Reproduce the full set of records verbatim.
• • • • •
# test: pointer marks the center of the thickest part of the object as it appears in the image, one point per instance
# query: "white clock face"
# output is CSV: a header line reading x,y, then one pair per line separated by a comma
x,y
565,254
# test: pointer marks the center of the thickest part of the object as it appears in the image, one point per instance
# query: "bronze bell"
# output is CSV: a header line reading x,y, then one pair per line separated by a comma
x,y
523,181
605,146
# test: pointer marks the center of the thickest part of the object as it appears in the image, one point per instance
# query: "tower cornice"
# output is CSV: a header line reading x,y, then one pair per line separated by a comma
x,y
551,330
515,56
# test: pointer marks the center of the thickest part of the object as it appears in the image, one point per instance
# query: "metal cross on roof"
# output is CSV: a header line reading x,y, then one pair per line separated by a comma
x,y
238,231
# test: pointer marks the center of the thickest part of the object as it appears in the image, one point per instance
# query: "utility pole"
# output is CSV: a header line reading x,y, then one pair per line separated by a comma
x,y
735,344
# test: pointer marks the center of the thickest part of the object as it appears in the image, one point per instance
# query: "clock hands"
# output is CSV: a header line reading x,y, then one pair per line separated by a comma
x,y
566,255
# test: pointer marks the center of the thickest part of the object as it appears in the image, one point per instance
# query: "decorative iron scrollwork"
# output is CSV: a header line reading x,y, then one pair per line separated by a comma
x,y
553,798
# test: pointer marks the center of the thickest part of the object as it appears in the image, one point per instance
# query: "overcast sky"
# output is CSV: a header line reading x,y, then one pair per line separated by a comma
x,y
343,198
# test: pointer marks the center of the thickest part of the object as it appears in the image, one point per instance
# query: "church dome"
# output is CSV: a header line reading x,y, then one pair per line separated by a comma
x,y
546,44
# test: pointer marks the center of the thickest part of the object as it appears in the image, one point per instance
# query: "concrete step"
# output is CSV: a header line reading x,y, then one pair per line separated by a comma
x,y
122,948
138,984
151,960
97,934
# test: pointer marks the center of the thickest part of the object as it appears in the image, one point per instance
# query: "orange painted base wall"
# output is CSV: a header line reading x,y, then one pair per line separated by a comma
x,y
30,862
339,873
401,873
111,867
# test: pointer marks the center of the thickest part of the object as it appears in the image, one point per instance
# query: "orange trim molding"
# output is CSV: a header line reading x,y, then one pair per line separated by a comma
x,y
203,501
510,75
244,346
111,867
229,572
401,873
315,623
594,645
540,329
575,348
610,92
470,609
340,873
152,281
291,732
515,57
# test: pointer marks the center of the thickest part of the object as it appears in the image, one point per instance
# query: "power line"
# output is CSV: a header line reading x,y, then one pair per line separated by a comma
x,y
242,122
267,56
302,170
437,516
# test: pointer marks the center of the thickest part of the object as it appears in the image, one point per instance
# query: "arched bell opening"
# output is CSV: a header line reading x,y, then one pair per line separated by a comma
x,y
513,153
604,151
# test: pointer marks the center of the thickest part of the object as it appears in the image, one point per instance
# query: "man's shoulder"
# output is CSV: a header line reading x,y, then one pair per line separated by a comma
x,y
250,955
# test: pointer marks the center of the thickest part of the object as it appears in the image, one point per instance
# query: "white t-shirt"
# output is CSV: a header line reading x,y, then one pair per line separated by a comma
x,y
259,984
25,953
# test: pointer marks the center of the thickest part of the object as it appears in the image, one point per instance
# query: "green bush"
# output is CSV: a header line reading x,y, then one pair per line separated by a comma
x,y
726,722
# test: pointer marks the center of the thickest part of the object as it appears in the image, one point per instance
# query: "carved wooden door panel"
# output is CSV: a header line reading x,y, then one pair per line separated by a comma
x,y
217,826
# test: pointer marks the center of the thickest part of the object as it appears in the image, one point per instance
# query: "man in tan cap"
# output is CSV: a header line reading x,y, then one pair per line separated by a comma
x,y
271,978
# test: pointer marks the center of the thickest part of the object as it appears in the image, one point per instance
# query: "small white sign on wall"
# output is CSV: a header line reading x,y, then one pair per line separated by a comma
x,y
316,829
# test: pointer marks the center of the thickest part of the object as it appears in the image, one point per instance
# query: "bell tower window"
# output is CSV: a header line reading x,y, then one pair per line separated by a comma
• • • • •
_Written answer_
# test: pointer marks the center of the thickest part of the object as it appears in the image, one point per instance
# query: "white clock face"
# output is CSV: a header line reading x,y, then one pair per line separated by a comma
x,y
565,254
# test: pointer marks the center of the thickest part of the object as it appears in the image, one point per instance
# query: "bronze bell"
# output is CSV: a header line reading x,y, then one pair per line separated by a comma
x,y
523,181
605,146
# test: pointer marks the center of the thickest part of the object as it appears in the image, one point per instance
# query: "tower cornice"
# output is CSV: a header line reading x,y, then one pair per line separated by a comma
x,y
551,330
515,56
# test: pointer marks the center of the thickest part of the object as it appears in the image, one point per instance
# query: "metal cross on roof"
# output is CSV: a header line reading x,y, then one pair per line separated by a comma
x,y
238,231
# test: pointer marks the center of the thickest part of the object as it appears in the image, one point per instance
# query: "utility pole"
# output is CSV: a header line reading x,y, then one pair per line separated by a comma
x,y
735,344
# test: pointer marks the center of the thickest part of the object as it appears in the image, one point per instance
# query: "clock hands"
# output is CSV: a header line reading x,y, then one pair per line separated by a comma
x,y
566,255
# test: pointer marks the center of the thickest part of the object as it appears in the image, one point per instance
# query: "decorative iron scrollwork"
# output is CSV: a header line reading x,y, then one pair per line separated by a comma
x,y
553,798
# test: pointer marks the center of the thickest part of the object as it appears in the image, one point per instance
# query: "overcast sky"
# output is CSV: a header line reading x,y, then one pair per line separated by a comma
x,y
343,198
# test: pointer marks the center of the thickest part of the object as it appears in the image, one point per instance
# query: "church dome"
# output is CSV: a header line reading x,y, then one pair per line separated by a comma
x,y
546,44
# test: pointer marks the center of the thickest part of the object as it appears in the image, one point per instance
# query: "concrete step"
# output is CSV: a header line reading x,y, then one pair per line separated by a comma
x,y
122,948
138,984
151,960
97,934
# test: pointer marks the center of the thickest part of the object as it appears in the image, one point per instance
# query: "orange painted base wall"
# output is CSV: a header line reading x,y, then one pair per line separated by a comma
x,y
30,862
339,873
401,873
111,867
# test: pointer marks the center of the thickest part of the object as it appears in the image, one point per instance
# query: "orange trim molding"
# output is CSV: a header line reading x,y, then one pair per line separated by a comma
x,y
203,501
510,75
244,346
111,867
229,572
401,873
315,623
594,645
540,329
575,348
610,92
470,609
340,873
152,281
291,732
515,57
# test: pointer marks the center of the thickest part of the object as it appears in the image, one point per instance
# query: "power line"
# output is CSV: a header line reading x,y, then one pair per line separated by a comma
x,y
242,122
267,56
302,170
437,516
# test: pointer marks the center of the thickest part of the object as it appears in the image, one point per instance
# query: "arched bell opening"
# output is CSV: a header line reading x,y, then one pair per line separated by a comma
x,y
513,153
604,151
# test: pointer marks the center of the thickest part of the object as it appears in the image, one point per instance
# query: "man's shoulder"
# output is CSV: a header line reading x,y, then one pair per line separated by a comma
x,y
250,955
# test: pointer marks the center of the thickest part of the object as it appears in the image, one point per instance
# query: "white t-shirt"
# output is CSV: a header line reading x,y, then one pair per line separated by a comma
x,y
259,984
25,953
# test: pointer marks the center of the thickest part of the object as it appears in the image, one point per instance
# query: "green bush"
# output is CSV: a header line reading x,y, then one pair per line separated by a comma
x,y
726,722
# test: pointer marks the center of the thickest part of the object as it appears in the image, one point per instance
# query: "carved wooden door panel"
# output is CSV: a header line reading x,y, then one pair per line separated by a comma
x,y
217,826
# test: pointer marks the center of the thickest part of the object as it appears in the image, one point per instance
# query: "man in tan cap"
# output is CSV: a header line reading x,y, then one pair per line separated by a comma
x,y
271,978
# test: pointer marks the center of the thickest part of the object as it appears in the image, one point per instance
# query: "small white sign on wall"
# output is CSV: a header line reading x,y, then one pair per line separated by a comma
x,y
316,829
# test: pointer marks the center of the thickest part of the object as it appears in the image, one point per instance
# query: "bell tower window"
# output is CSV: a header line reading x,y, then one pair per line separated by a comma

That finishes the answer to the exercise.